EXERCISE SET:
1. For each statement (a), (b) and (c) about the post on Tanzanian roads, answer yes or no according to the post, and quote its exact deciding words. (a) Friends and family warned the travelers about the roads before the trip. (b) The travelers drove on two paved roads during their two weeks away. (c) Motorcycles on the paved highways kept to the breakdown lane.
2. Write a two-sentence summary of the post on Tanzanian roads.
3. In the post on Tanzanian roads, reproduce the passage from "I will never, ever" up to and including "crazy safari drivers.".
— start of ARTICLE —
Before we left for Tanzania, well meaning friends and family warned us of the dangers we might face: Be careful of the animals! Did you get your shots? Do you have a safe place to store your stuff? And the ever present: are you bringing a gun? (I'll address these in other posts, but just let me say now that none of them were a concern.)

No one, however, warned us about the most terrifying thing that Tanzania threw at us: the roads.



My God.

This was our view for most of the trip.  The corrugation was so bad we had to strap everything down for fear it would vibrate right out (or off) of the car.
I will never, ever complain again about the condition of our roads here in the US. Take the worst corrugated gravel road you've ever driven, multiply it by six, throw in random potholes the size of refrigerators, narrow it down to one lane and put two way traffic on it, then heap it up in the middle so the car is at a 25 degree angle when moved to the side. Throw in deep sand, thorny bushes and/or weedy ditches of indeterminate depth on either side and you have a typical Tanzanian road. Oh, and I forgot the random rocky patches peppered with unmarked washed out sections that require delicate four wheel drive maneuvers to cross.

The narrow road around Ngorongoro Crater, with it's high crown, red dust, sandy edges and crazy safari drivers.
The main road between the Serengeti and Lake Natron.


What about pavement you say? We traveled on two paved roads in the two weeks we were gone, both main highways between major cities and parks. They were pretty decent roads, the surfaces smooth and fairly well marked (discounting the large potholes that occasionally cropped up.) You couldn't let your guard down for a minute though, as traffic in the northern part of Tanzania can include not just trucks and cars: motorcycles that for some inexplicable reason always drove in the breakdown lane; hand drawn carts; mini-van type buses that stopped here and there without warning; herds of cattle, sheep and goats (mostly) tended by Maasi; police check points that consisted of a policeman standing in the middle of the road and randomly waving vehicles over; huge semi trucks carting more than three times the amount of stuff they were rated for, the loads teetering frighteningly every time they hit a bump (this was sometimes addressed by having a guy ride on top holding onto the load as best he could, making us not only worry we'd have a pile of lumber falling on us but the poor lumber-holder as well.)
— end of ARTICLE —
— start of MATERIAL SHOWN —
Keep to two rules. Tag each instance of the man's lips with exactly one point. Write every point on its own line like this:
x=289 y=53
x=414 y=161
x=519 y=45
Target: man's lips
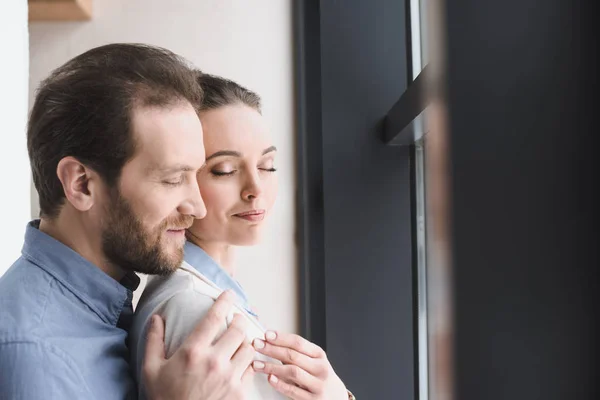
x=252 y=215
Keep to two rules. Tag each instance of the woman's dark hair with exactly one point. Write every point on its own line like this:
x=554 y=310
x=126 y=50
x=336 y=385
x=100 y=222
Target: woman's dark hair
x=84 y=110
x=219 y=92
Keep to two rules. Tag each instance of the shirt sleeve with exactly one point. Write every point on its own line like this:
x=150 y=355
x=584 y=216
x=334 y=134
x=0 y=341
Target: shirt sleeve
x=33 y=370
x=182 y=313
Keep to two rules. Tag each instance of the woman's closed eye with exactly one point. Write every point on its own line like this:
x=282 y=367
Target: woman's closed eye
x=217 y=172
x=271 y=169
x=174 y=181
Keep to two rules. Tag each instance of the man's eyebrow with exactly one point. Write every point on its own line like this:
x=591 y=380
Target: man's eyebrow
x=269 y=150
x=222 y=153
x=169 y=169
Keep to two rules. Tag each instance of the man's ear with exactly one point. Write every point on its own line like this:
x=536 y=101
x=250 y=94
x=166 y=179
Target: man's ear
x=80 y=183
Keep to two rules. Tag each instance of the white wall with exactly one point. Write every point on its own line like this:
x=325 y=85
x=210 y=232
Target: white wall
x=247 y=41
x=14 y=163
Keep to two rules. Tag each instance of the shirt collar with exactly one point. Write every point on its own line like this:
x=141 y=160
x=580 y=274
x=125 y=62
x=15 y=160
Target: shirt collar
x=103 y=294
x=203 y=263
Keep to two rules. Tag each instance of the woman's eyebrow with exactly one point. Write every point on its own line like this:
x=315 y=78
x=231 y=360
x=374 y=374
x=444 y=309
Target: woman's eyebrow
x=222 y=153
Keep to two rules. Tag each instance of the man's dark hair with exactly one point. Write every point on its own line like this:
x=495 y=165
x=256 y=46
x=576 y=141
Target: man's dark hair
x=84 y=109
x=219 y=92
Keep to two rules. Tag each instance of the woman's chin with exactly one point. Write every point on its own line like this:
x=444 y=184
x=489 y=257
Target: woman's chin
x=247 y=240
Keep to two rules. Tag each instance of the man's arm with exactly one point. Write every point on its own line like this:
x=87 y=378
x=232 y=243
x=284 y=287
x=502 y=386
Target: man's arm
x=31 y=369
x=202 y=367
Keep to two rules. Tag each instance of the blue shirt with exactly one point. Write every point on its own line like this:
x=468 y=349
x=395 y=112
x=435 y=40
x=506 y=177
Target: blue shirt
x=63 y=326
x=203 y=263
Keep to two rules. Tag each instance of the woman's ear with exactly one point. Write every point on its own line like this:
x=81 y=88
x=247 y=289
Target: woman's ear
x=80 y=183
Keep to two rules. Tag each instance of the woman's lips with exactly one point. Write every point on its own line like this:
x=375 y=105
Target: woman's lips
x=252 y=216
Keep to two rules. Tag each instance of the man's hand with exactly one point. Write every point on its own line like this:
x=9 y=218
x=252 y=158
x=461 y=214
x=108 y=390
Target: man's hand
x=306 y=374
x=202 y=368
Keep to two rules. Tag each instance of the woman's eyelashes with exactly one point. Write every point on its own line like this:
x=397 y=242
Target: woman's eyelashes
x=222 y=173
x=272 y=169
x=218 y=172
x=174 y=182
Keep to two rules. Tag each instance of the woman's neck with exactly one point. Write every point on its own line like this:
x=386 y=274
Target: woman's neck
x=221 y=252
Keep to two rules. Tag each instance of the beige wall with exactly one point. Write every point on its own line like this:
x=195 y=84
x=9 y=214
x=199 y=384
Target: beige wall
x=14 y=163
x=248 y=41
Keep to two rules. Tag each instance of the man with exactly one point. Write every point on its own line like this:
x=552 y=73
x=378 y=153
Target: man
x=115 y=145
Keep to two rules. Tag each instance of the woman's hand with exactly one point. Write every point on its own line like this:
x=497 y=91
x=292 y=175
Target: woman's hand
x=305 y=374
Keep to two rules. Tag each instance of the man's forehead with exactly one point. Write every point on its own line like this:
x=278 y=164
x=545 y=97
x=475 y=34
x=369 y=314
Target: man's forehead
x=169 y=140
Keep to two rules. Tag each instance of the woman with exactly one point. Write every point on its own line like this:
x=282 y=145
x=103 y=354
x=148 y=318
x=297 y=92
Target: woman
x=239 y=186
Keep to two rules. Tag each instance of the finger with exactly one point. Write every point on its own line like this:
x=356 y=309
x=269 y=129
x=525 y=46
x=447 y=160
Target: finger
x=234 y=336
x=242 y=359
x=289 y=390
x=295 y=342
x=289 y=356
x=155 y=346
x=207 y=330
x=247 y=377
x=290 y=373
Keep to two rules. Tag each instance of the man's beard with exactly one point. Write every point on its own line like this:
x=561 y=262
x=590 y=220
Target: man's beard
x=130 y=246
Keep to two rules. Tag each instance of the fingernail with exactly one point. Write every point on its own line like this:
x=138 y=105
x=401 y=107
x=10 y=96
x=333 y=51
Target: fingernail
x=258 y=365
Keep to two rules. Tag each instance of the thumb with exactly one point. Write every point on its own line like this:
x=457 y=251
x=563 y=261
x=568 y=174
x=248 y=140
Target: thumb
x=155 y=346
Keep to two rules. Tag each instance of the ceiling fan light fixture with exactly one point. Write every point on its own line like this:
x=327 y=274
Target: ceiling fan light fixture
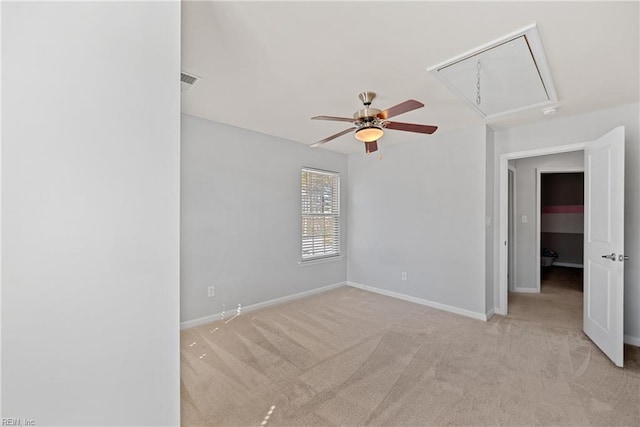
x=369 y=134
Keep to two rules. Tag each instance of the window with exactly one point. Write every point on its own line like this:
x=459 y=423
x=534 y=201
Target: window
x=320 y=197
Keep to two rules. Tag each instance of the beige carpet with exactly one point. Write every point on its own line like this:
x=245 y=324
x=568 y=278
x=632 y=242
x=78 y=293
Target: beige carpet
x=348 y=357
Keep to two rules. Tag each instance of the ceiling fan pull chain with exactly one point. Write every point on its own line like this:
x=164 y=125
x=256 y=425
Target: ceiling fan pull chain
— end of MATERIAL SHOWN —
— start of MATERIAL SHOWN —
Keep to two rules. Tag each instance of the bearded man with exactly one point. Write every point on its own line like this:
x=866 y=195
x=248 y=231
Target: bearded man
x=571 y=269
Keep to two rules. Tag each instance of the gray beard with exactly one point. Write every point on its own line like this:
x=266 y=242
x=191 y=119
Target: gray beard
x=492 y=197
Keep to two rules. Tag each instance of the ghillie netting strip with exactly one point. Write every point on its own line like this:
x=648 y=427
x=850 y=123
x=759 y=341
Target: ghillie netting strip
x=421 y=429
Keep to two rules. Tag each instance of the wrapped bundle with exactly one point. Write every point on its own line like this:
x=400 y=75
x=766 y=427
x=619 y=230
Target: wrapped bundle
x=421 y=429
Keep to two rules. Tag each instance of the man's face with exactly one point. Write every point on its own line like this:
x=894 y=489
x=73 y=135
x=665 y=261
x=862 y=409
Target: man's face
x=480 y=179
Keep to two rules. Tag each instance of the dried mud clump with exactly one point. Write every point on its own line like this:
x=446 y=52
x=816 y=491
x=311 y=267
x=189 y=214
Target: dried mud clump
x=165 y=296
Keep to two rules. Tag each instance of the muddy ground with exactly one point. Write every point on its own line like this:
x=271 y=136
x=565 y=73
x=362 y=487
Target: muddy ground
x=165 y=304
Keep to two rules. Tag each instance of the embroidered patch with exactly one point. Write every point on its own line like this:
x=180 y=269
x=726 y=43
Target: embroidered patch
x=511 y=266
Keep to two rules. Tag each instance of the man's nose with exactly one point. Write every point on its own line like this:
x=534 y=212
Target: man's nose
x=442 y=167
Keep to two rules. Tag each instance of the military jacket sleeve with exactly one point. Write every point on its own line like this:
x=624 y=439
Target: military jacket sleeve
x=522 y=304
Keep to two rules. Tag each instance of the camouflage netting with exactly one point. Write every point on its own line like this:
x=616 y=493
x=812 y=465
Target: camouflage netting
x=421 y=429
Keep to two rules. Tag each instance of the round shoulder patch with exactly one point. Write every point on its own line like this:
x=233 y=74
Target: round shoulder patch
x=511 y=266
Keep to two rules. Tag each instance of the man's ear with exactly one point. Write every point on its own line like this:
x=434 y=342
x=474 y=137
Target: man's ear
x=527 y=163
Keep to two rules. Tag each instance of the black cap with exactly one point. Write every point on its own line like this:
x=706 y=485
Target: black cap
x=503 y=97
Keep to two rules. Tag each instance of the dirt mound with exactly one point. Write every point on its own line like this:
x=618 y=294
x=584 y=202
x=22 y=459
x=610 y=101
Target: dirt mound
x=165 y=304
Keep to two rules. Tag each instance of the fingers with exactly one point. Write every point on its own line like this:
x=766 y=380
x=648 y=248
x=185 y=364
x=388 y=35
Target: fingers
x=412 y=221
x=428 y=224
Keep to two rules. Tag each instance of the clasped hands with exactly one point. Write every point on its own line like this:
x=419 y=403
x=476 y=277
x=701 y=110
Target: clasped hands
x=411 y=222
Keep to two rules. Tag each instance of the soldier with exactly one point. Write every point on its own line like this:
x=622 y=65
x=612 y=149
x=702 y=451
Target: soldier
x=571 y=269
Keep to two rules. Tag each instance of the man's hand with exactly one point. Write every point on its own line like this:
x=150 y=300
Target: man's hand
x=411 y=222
— end of MATERIAL SHOWN —
RESPONSES IN ORDER:
1.
(a) No: "No one, however, warned us about the most terrifying thing that Tanzania threw at us: the roads."
(b) Yes: "We traveled on two paved roads in the two weeks we were gone"
(c) Yes: "motorcycles that for some inexplicable reason always drove in the breakdown lane"

2. Before the trip, friends and family warned the travelers about animals, shots and safety, but nobody warned them that the roads would be the most terrifying part, and a typical Tanzanian road combined severe corrugation, huge potholes, one-lane two-way traffic, a high crown and hazardous edges. The two paved highways they used were fairly smooth and well marked, yet they demanded constant attention because of motorcycles, carts, buses, livestock, police check points and dangerously overloaded trucks.

3.
I will never, ever complain again about the condition of our roads here in the US. Take the worst corrugated gravel road you've ever driven, multiply it by six, throw in random potholes the size of refrigerators, narrow it down to one lane and put two way traffic on it, then heap it up in the middle so the car is at a 25 degree angle when moved to the side. Throw in deep sand, thorny bushes and/or weedy ditches of indeterminate depth on either side and you have a typical Tanzanian road. Oh, and I forgot the random rocky patches peppered with unmarked washed out sections that require delicate four wheel drive maneuvers to cross.

The narrow road around Ngorongoro Crater, with it's high crown, red dust, sandy edges and crazy safari drivers.